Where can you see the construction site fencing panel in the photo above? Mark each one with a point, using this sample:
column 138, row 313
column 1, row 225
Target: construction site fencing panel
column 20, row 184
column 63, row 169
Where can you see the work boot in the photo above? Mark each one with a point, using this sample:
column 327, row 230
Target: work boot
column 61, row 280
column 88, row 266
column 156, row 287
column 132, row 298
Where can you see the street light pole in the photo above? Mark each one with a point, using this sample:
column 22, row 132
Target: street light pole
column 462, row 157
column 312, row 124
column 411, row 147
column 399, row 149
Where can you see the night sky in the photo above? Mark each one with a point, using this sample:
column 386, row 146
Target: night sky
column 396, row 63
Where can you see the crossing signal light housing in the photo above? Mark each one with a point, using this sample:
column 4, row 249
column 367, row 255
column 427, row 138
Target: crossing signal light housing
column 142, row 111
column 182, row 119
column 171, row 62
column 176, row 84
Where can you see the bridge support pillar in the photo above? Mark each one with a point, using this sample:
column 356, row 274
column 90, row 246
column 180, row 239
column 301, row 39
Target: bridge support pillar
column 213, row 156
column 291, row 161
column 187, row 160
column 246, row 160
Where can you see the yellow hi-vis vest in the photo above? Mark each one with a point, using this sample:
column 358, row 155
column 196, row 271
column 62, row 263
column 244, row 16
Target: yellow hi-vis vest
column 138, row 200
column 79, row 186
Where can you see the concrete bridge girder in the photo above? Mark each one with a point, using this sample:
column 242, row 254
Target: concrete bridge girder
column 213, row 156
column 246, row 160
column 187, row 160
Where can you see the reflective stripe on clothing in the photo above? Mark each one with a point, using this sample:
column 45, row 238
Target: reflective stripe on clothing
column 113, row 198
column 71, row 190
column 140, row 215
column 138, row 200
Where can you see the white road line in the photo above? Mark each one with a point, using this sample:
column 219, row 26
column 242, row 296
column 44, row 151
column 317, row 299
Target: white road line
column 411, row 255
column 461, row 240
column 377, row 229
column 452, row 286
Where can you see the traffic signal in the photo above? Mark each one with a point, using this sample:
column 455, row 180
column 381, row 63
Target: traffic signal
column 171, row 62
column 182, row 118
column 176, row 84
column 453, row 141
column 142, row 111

------

DIRECTIONS FOR THIS TASK: Give back exactly the lines that run from the line with "Where can you see the concrete" through the close of the material, counting both ends, and nothing more.

EXERCISE RESULT:
Where can you see the concrete bridge girder in the photo above? Mark each one with a point, using this sample:
column 242, row 254
Target: concrete bridge girder
column 213, row 156
column 246, row 160
column 187, row 160
Where can you see the reflective stripe on clothing in the photo above? Mark each one with a point, using this sample:
column 45, row 238
Target: reflective stripe on clothing
column 113, row 198
column 71, row 190
column 140, row 215
column 138, row 200
Where can you see the white road line in the photo above? Mark each one with a point, using this sample:
column 219, row 26
column 242, row 296
column 44, row 151
column 317, row 299
Target: white road line
column 411, row 255
column 461, row 240
column 377, row 229
column 452, row 286
Where can you see the traffic signal in the photo above? Mark each one with a point, using this sample:
column 455, row 180
column 381, row 63
Target: traffic signal
column 171, row 62
column 182, row 118
column 176, row 84
column 453, row 141
column 142, row 111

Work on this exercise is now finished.